> Directions for this task: Please set down the data again exactly, minus the pictures.

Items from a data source
____________

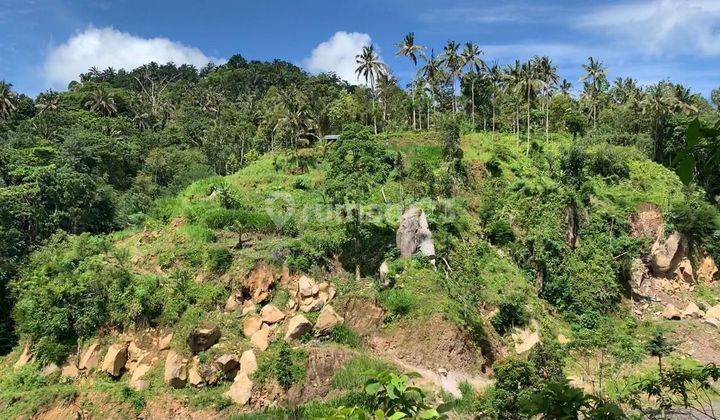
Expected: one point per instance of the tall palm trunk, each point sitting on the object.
(472, 89)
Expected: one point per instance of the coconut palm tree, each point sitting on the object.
(495, 75)
(408, 48)
(101, 101)
(512, 76)
(452, 61)
(595, 79)
(471, 58)
(430, 73)
(529, 84)
(548, 74)
(7, 100)
(47, 101)
(370, 67)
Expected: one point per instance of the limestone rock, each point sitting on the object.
(201, 339)
(384, 271)
(307, 287)
(251, 325)
(24, 358)
(194, 378)
(692, 311)
(69, 369)
(297, 326)
(248, 363)
(90, 357)
(327, 320)
(707, 269)
(165, 341)
(50, 369)
(136, 380)
(261, 339)
(666, 255)
(413, 234)
(647, 221)
(671, 312)
(241, 389)
(713, 312)
(227, 363)
(259, 283)
(175, 374)
(684, 271)
(270, 314)
(115, 359)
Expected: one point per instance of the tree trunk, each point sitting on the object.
(472, 89)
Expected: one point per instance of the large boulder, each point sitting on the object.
(259, 283)
(241, 389)
(647, 221)
(90, 357)
(297, 326)
(413, 234)
(251, 325)
(671, 312)
(115, 359)
(707, 269)
(248, 363)
(327, 320)
(175, 374)
(201, 339)
(271, 314)
(666, 255)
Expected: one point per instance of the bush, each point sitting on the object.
(218, 259)
(511, 313)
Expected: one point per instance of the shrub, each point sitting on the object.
(511, 313)
(218, 259)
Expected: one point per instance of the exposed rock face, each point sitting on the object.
(327, 320)
(707, 269)
(136, 381)
(384, 271)
(164, 343)
(241, 389)
(414, 234)
(271, 314)
(647, 221)
(261, 339)
(666, 255)
(671, 312)
(115, 359)
(713, 312)
(322, 365)
(227, 363)
(248, 363)
(259, 283)
(684, 271)
(175, 370)
(251, 325)
(297, 326)
(692, 311)
(90, 357)
(201, 339)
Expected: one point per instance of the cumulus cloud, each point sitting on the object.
(671, 27)
(109, 47)
(337, 55)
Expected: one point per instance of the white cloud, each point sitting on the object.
(109, 47)
(661, 27)
(337, 55)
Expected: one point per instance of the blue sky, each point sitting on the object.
(45, 43)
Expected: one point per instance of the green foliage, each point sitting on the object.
(511, 313)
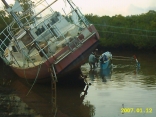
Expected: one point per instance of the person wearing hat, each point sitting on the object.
(92, 60)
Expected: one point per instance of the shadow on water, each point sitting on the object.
(109, 90)
(70, 96)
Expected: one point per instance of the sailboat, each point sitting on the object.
(41, 38)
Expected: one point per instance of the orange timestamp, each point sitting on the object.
(136, 110)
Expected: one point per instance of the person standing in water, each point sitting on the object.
(92, 60)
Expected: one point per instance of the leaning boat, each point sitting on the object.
(42, 38)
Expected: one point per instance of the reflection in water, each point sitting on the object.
(129, 86)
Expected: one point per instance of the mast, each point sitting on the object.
(20, 24)
(76, 12)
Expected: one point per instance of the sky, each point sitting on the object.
(113, 7)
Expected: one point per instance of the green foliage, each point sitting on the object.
(133, 31)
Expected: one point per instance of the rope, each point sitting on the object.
(34, 80)
(123, 59)
(125, 28)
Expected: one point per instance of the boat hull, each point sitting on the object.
(70, 63)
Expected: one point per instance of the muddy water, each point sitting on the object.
(123, 91)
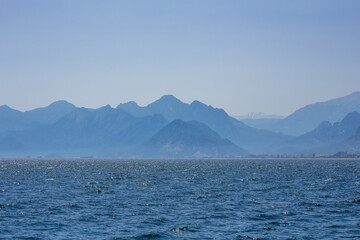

____________

> Result of the exercise:
Expected: one point per instance of the tall palm trunk, each point sitting on the object.
(472, 89)
Expected: one point per instance of the coconut palm tree, each point sitting on the object.
(495, 75)
(408, 48)
(101, 101)
(512, 76)
(452, 61)
(595, 79)
(471, 58)
(430, 73)
(529, 84)
(548, 74)
(7, 100)
(47, 101)
(370, 67)
Expected: one point per instance of the limestone rock, each point sitting on the object.
(201, 339)
(384, 271)
(307, 287)
(251, 325)
(24, 358)
(194, 378)
(692, 311)
(69, 369)
(297, 326)
(248, 363)
(90, 357)
(327, 320)
(707, 269)
(165, 341)
(50, 369)
(136, 380)
(261, 339)
(666, 255)
(413, 234)
(647, 221)
(671, 312)
(241, 389)
(713, 312)
(227, 363)
(259, 283)
(175, 374)
(684, 271)
(270, 314)
(115, 359)
Expected: one point per instance of the tree trunk, each point sitting on the object.
(472, 89)
Expected: one point per instance of the large boulder, each point sitting on the object.
(259, 283)
(241, 389)
(647, 221)
(90, 357)
(297, 326)
(413, 234)
(251, 325)
(671, 312)
(115, 359)
(707, 269)
(248, 363)
(327, 320)
(175, 374)
(201, 339)
(271, 314)
(666, 255)
Expected: one point per instance of the bush, each point sitting on the object.
(218, 259)
(511, 313)
Expected: one point per instance of the shrub, each point sitting on the object.
(511, 313)
(218, 259)
Expected: one point per instance of the exposed rock face, each point sitting on the object.
(327, 320)
(707, 269)
(136, 381)
(384, 271)
(164, 343)
(241, 389)
(414, 234)
(271, 314)
(647, 221)
(261, 339)
(666, 255)
(671, 312)
(115, 359)
(713, 312)
(322, 365)
(227, 363)
(248, 363)
(259, 283)
(684, 271)
(175, 370)
(251, 325)
(297, 326)
(692, 311)
(90, 357)
(201, 339)
Expected: one point per instance of the cumulus cloud, each point sitting on the object.
(671, 27)
(109, 47)
(337, 55)
Expected: one point per instance of the white cloud, each point sitting on the object.
(109, 47)
(661, 27)
(337, 55)
Expected: one point per instance of the blue sky, each point sitting on the object.
(45, 43)
Expected: one point per instance of the green foliage, each point sitting on the object.
(511, 313)
Expected: one point per instance of the person wearing hat, each point sitting on the object.
(92, 60)
Expected: one point per instance of the shadow on water, each point sitting on the object.
(109, 90)
(70, 96)
Expected: one point per instance of the sailboat, each point sitting on the object.
(41, 38)
Expected: one point per instance of the orange timestamp, each point sitting on the object.
(136, 110)
Expected: one point per instance of the person standing in water, each point sitting on the object.
(92, 60)
Expected: one point per instance of the leaning boat, each point sitting on the object.
(42, 38)
Expected: one point per instance of the reflection in water, each point sitting on the object.
(129, 86)
Expected: one point per instance of the mast, each point sitting on the object.
(20, 24)
(76, 12)
Expected: one point per instance of the sky, each point sitting on the object.
(113, 7)
Expected: one point per instance of the green foliage, each point sitting on the object.
(133, 31)
Expected: one point per instance of the rope, each point sitting on the object.
(34, 80)
(123, 59)
(125, 28)
Expected: one point per instance of the boat hull, each point sitting on the object.
(70, 63)
Expected: one point per instance of the muddy water, each point sitting on the object.
(123, 91)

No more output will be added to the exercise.